■ **Source data**
------------------------------

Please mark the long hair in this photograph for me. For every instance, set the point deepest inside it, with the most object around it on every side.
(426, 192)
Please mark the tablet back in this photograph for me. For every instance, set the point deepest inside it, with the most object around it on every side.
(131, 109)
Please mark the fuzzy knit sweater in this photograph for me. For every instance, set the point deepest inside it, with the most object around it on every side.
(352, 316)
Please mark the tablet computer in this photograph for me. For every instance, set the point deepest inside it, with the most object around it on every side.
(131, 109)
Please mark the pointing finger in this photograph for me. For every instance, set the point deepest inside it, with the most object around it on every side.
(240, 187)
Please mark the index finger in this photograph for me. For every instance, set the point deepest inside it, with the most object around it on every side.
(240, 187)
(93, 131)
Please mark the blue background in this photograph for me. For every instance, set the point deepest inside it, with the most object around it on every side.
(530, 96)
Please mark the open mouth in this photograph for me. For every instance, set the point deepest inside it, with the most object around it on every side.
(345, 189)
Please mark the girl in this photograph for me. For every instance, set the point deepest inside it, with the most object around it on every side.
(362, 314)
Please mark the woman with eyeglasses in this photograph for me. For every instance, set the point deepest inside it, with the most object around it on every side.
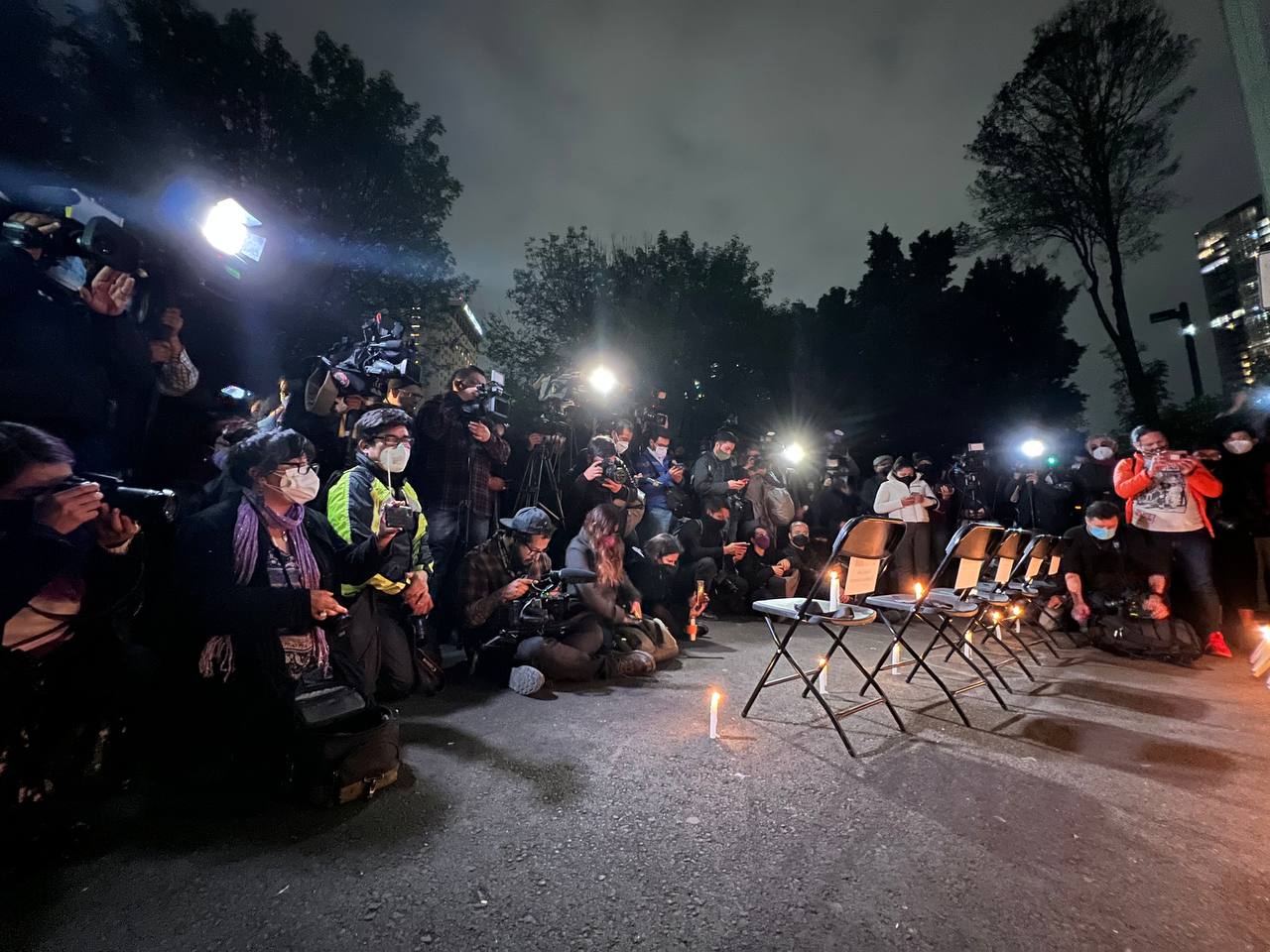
(259, 574)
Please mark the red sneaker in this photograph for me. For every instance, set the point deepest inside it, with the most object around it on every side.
(1216, 647)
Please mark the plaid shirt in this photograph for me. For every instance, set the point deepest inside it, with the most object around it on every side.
(484, 571)
(443, 476)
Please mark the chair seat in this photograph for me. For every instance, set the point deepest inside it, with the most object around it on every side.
(817, 611)
(905, 603)
(996, 598)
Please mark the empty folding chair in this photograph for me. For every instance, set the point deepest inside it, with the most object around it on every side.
(864, 544)
(965, 556)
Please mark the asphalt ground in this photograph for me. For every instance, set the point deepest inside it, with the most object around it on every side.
(1119, 805)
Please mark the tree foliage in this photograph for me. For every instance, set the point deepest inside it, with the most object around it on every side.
(1076, 151)
(126, 96)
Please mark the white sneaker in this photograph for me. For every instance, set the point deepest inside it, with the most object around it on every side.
(526, 680)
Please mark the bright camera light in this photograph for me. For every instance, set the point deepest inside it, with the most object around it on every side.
(602, 380)
(794, 453)
(227, 229)
(1033, 448)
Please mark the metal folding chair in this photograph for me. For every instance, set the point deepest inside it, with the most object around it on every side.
(864, 544)
(965, 556)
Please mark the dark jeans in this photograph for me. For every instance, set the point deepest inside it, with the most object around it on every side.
(1193, 561)
(574, 655)
(379, 643)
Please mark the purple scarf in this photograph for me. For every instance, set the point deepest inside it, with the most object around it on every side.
(218, 652)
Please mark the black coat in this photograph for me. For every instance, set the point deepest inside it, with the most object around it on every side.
(252, 615)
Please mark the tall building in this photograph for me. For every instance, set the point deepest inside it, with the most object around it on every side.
(1233, 255)
(444, 341)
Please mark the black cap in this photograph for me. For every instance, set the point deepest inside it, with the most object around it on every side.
(530, 521)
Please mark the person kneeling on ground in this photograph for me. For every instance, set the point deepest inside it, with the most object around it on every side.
(493, 580)
(712, 553)
(668, 588)
(259, 574)
(384, 634)
(765, 572)
(1116, 578)
(612, 599)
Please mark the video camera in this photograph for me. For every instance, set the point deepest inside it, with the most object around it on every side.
(492, 404)
(153, 506)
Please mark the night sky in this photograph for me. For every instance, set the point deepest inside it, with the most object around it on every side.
(797, 126)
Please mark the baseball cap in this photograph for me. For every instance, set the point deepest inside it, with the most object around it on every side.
(530, 521)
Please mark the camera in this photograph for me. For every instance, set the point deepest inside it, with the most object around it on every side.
(153, 506)
(398, 516)
(492, 404)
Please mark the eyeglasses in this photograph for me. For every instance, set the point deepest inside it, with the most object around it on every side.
(299, 468)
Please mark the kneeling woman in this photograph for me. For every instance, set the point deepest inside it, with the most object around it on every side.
(259, 571)
(611, 599)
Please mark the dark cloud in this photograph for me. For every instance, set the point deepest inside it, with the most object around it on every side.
(798, 126)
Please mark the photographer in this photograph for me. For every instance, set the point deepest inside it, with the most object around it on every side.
(380, 635)
(70, 569)
(599, 476)
(662, 481)
(1166, 495)
(452, 468)
(711, 552)
(258, 575)
(715, 476)
(668, 589)
(493, 580)
(68, 353)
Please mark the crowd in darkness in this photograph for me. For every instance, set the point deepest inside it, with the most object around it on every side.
(349, 543)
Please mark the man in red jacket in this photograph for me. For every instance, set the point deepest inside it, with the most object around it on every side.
(1166, 495)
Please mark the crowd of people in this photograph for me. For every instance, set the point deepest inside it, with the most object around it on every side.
(362, 542)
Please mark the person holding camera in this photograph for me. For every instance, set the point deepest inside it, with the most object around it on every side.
(258, 575)
(68, 567)
(662, 481)
(715, 476)
(1166, 495)
(385, 636)
(905, 495)
(70, 352)
(599, 476)
(494, 581)
(452, 468)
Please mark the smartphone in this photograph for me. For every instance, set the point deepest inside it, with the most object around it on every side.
(398, 517)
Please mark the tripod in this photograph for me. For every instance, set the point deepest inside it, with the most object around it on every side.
(543, 467)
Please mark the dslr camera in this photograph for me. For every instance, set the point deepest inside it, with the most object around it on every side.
(153, 506)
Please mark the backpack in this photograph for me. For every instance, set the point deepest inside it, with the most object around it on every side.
(350, 760)
(1166, 640)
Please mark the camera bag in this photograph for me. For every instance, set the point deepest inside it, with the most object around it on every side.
(1167, 640)
(349, 760)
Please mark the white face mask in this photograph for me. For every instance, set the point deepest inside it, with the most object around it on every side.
(300, 488)
(395, 458)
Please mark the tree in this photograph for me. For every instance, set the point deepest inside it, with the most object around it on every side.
(1076, 150)
(691, 318)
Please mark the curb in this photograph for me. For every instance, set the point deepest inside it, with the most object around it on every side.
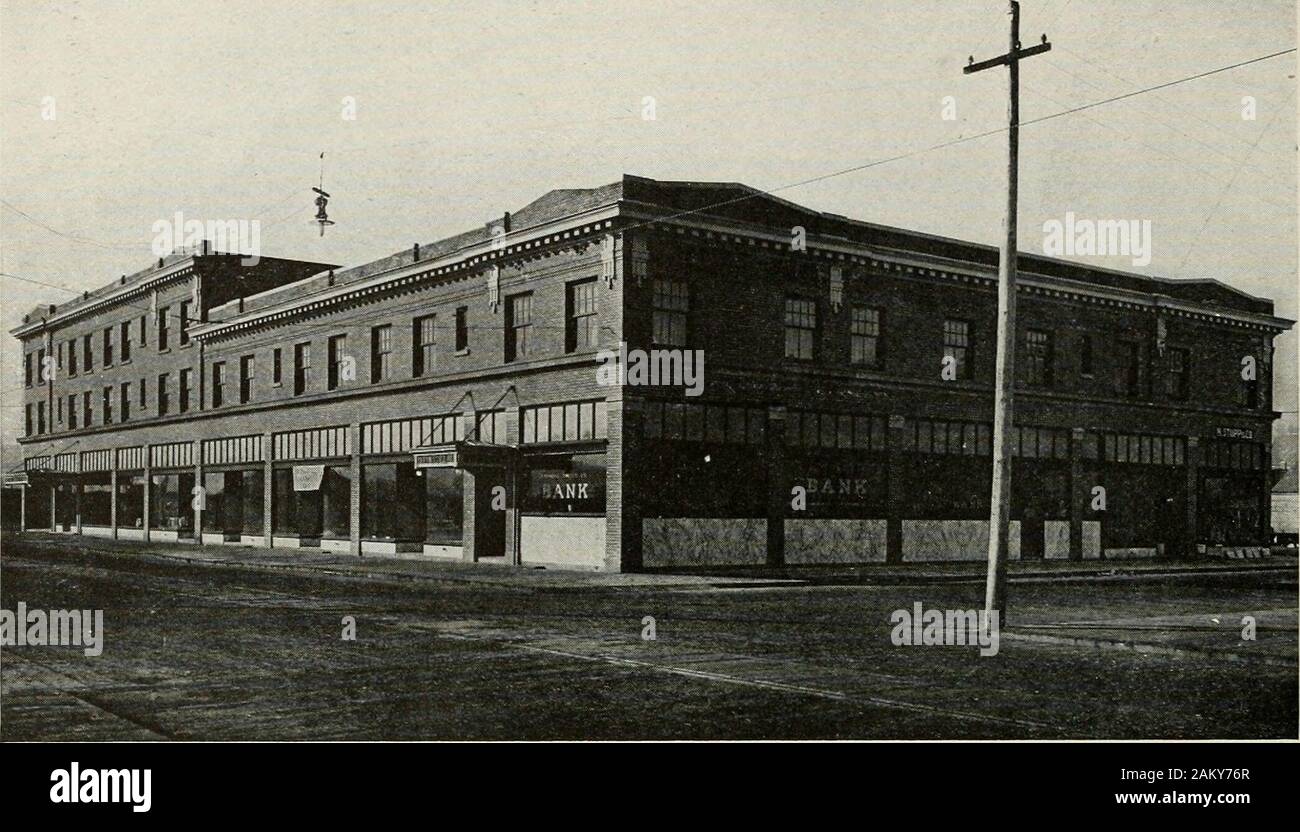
(1183, 653)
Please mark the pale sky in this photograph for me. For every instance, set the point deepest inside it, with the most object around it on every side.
(464, 111)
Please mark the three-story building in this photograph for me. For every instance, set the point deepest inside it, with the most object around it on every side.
(449, 401)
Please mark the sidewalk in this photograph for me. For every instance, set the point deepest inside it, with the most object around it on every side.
(302, 562)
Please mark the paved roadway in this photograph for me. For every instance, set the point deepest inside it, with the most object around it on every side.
(206, 653)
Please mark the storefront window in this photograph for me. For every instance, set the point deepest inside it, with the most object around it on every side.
(284, 502)
(391, 502)
(566, 484)
(130, 501)
(170, 507)
(65, 505)
(98, 499)
(233, 502)
(254, 505)
(443, 506)
(213, 502)
(336, 497)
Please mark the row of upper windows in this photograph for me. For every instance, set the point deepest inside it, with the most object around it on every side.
(581, 333)
(671, 302)
(69, 359)
(122, 395)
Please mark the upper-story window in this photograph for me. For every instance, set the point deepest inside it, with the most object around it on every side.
(865, 333)
(302, 367)
(163, 333)
(1127, 368)
(800, 328)
(580, 321)
(1248, 394)
(1175, 373)
(958, 346)
(1038, 358)
(519, 320)
(462, 329)
(381, 352)
(671, 311)
(246, 373)
(334, 350)
(219, 384)
(423, 345)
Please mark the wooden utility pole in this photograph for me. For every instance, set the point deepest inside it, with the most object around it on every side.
(995, 590)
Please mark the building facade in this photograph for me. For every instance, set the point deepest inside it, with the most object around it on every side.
(449, 401)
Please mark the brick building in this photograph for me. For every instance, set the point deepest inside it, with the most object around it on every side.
(446, 401)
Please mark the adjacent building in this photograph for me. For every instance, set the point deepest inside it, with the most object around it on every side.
(449, 401)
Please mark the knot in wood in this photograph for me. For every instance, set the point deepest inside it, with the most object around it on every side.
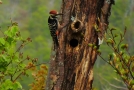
(76, 25)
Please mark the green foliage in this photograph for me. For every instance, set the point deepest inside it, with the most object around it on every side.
(13, 64)
(120, 59)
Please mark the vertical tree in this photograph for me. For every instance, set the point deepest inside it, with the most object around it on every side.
(71, 65)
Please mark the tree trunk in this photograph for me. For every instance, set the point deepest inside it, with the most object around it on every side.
(71, 65)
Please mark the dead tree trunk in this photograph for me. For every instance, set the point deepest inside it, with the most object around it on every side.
(71, 66)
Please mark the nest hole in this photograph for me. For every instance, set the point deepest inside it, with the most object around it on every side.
(77, 25)
(73, 43)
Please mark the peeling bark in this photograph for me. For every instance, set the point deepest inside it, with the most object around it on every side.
(71, 67)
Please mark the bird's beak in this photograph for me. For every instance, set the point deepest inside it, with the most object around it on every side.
(59, 14)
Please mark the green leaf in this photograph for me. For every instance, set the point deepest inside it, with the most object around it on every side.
(9, 85)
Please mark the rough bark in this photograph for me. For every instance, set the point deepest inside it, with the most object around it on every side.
(71, 66)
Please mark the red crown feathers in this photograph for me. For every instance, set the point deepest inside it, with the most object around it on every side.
(53, 12)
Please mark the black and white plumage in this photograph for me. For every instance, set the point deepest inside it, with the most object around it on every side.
(53, 26)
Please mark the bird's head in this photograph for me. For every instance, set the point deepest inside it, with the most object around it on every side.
(54, 13)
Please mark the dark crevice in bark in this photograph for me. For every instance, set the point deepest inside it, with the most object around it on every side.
(72, 69)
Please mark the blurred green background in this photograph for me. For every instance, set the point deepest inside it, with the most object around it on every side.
(32, 15)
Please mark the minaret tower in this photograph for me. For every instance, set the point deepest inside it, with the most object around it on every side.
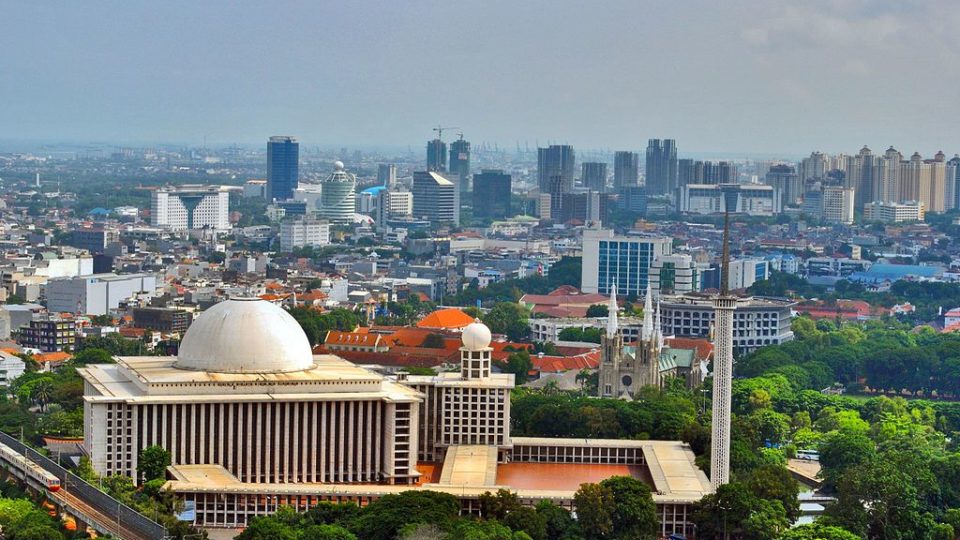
(724, 305)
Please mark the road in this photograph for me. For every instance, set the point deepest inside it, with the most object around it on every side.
(91, 514)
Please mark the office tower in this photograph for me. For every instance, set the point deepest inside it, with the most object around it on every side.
(837, 203)
(786, 184)
(491, 194)
(813, 167)
(302, 231)
(862, 175)
(435, 198)
(190, 207)
(593, 176)
(887, 185)
(387, 174)
(724, 306)
(686, 172)
(661, 166)
(555, 169)
(283, 167)
(953, 183)
(460, 163)
(626, 169)
(609, 259)
(437, 156)
(337, 201)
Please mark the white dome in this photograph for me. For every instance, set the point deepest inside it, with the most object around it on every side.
(245, 335)
(476, 336)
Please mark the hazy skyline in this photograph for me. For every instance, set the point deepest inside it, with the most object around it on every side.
(769, 76)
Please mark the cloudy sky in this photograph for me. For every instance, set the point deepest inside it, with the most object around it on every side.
(765, 76)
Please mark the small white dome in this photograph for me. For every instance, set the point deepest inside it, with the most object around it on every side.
(245, 335)
(476, 336)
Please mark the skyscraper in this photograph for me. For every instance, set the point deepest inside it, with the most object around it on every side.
(437, 156)
(555, 166)
(661, 166)
(387, 174)
(460, 163)
(593, 176)
(283, 167)
(626, 169)
(724, 305)
(491, 194)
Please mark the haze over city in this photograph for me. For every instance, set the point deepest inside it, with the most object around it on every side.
(736, 78)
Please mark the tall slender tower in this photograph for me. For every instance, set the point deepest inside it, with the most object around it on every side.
(724, 305)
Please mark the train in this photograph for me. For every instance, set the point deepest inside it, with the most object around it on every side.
(32, 469)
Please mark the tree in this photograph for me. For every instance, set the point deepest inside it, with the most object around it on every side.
(598, 310)
(152, 462)
(593, 503)
(634, 514)
(508, 318)
(817, 531)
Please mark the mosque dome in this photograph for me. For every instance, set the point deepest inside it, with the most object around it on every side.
(245, 335)
(476, 336)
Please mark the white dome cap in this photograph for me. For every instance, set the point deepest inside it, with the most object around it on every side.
(476, 336)
(245, 335)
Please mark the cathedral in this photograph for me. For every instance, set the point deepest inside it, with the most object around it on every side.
(626, 368)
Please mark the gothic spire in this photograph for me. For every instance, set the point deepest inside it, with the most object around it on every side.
(612, 323)
(648, 315)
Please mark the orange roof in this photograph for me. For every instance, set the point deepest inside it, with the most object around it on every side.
(445, 318)
(52, 357)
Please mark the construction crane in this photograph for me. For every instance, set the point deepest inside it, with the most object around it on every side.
(439, 129)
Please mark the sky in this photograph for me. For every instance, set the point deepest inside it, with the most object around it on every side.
(737, 76)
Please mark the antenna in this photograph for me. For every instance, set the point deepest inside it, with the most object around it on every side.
(725, 258)
(439, 129)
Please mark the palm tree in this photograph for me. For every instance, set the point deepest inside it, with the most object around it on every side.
(42, 393)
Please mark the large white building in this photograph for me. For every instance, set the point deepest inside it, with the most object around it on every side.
(674, 274)
(890, 212)
(302, 232)
(622, 260)
(191, 207)
(750, 199)
(435, 198)
(758, 322)
(254, 421)
(97, 294)
(337, 202)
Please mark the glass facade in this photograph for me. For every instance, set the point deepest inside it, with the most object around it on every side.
(283, 167)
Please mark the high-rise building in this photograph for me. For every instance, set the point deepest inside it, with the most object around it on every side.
(661, 172)
(337, 202)
(786, 184)
(813, 167)
(435, 198)
(460, 164)
(593, 176)
(609, 259)
(626, 169)
(387, 174)
(303, 231)
(555, 171)
(191, 207)
(283, 167)
(437, 155)
(491, 194)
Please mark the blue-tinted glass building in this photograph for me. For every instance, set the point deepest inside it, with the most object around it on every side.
(283, 167)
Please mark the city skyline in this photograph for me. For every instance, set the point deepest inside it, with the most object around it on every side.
(359, 80)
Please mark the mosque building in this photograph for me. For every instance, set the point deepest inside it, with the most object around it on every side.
(254, 420)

------------------------------

■ **Stated goal**
Could you give again exactly the lines from the line containing "Please mark the glass" through the final line of the data above, and no others?

■ **Result**
Please mark the glass facade in this photograph for me. For every instance, set the point deepest inside it, with the most object around it on every side.
(283, 167)
Please mark the high-rise building in this photograph for me. For every instance, set the point deepest inside it, with the most object around it on every side.
(661, 172)
(337, 202)
(786, 184)
(813, 167)
(435, 198)
(460, 164)
(593, 176)
(609, 259)
(626, 169)
(387, 174)
(303, 231)
(555, 171)
(191, 207)
(283, 167)
(437, 155)
(491, 194)
Please mark the blue-tinted glass building in this photograph for me. For every instance, set the point deepest inside it, with the most object around it on every side.
(283, 167)
Please mark the city skyline in this photograph for me. For every instance, set the point deepest inside it, with the most object around it on every side.
(359, 80)
Please mark the mosque building in this photograph for me. For every instance, set the point deepest inside it, with the most object around it on every side.
(254, 420)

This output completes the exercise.